◆ About this task ◆
Skip the images and restate every line of the records exactly.

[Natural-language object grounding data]
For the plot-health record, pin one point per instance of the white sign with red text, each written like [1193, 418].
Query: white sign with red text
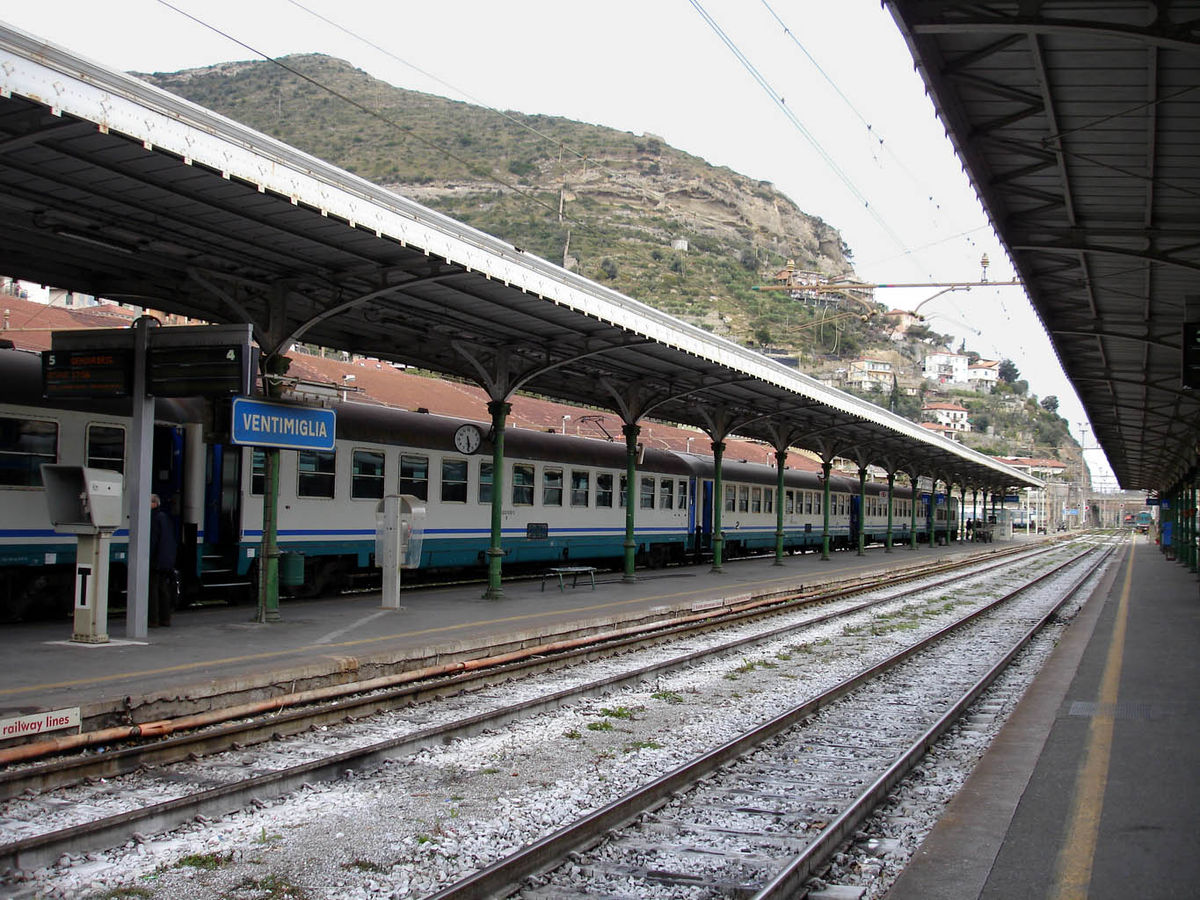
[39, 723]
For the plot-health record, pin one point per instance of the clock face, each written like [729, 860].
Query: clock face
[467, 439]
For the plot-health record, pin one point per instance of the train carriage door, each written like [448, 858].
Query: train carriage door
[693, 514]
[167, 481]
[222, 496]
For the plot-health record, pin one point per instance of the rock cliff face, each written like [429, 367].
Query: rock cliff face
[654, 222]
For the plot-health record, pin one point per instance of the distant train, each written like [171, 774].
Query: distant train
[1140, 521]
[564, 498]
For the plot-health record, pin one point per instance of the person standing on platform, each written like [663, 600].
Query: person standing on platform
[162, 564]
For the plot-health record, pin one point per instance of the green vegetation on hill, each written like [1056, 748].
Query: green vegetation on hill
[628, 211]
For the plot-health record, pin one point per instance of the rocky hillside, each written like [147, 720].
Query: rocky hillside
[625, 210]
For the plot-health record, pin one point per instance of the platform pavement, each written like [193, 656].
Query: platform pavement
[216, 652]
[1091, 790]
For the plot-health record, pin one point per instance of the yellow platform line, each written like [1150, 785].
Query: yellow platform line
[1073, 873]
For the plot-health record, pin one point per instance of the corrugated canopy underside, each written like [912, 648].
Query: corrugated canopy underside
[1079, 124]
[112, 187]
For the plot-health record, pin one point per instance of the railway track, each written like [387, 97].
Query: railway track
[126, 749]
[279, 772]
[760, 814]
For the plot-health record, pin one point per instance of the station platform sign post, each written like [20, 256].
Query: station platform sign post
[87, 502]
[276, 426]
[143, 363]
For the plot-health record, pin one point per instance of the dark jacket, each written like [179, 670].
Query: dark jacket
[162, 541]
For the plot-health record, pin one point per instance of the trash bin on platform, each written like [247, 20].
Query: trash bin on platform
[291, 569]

◆ Task result ◆
For the plot-health record, pin one point per instance of the white sign with red text, each written like [1193, 418].
Query: white sign with red text
[39, 723]
For the plot-health record, pin one point per instance of the clock face, each written like [729, 860].
Query: clock face
[467, 439]
For the plot-health record, pin one point per instance of the train carriage door, each written like [448, 858].
Query: train carriage door
[693, 514]
[167, 481]
[222, 496]
For the plot-health record, pin one point per instance of the rock cliff face, each written like [429, 367].
Query: rock cliff face
[654, 222]
For the plot-health record, pin one point per instance of the distant train, each written like [171, 774].
Query: distant train
[1140, 521]
[564, 498]
For the plot-health record, pin one point per instance of the person standing on platform, each written like [663, 600].
Query: person standing on platform
[162, 564]
For the plot-health record, pin one point per instance of the green vegetation on hill, each written like [1056, 748].
Query: green vegetation on hill
[628, 211]
For the plot-health record, pin one point per instance of the rocky hillside, each written like [147, 720].
Query: rocky hillside
[625, 210]
For the plot-health record, pin one point per instance of the platform pavement, each written like [193, 656].
Query: platform pavement
[216, 652]
[1091, 790]
For the plot-health record, pin one point per instance of the yellow platform line, each written like [1150, 785].
Query: yellow platform line
[1073, 873]
For the plot-health record, pin one point per instance of the corrugated canopy underside, each written like [912, 648].
Query: corrugated canopy underside
[1079, 124]
[112, 187]
For the plot-health record, pin one point per instance of the railway track, each written like [387, 97].
Query: railway track
[126, 749]
[279, 772]
[760, 814]
For the plot-health record, pin one point per instance of the station platform sign post, each written like [20, 256].
Query: station platform sign post
[87, 502]
[276, 426]
[143, 363]
For the plot-health record, pin one point per instance of the dark jacket, each written like [179, 670].
Query: dark jacket
[162, 541]
For the plot-health record, pin one point per instance of the trash bin on platform, each written like [247, 20].
Query: trash bin on platform
[291, 569]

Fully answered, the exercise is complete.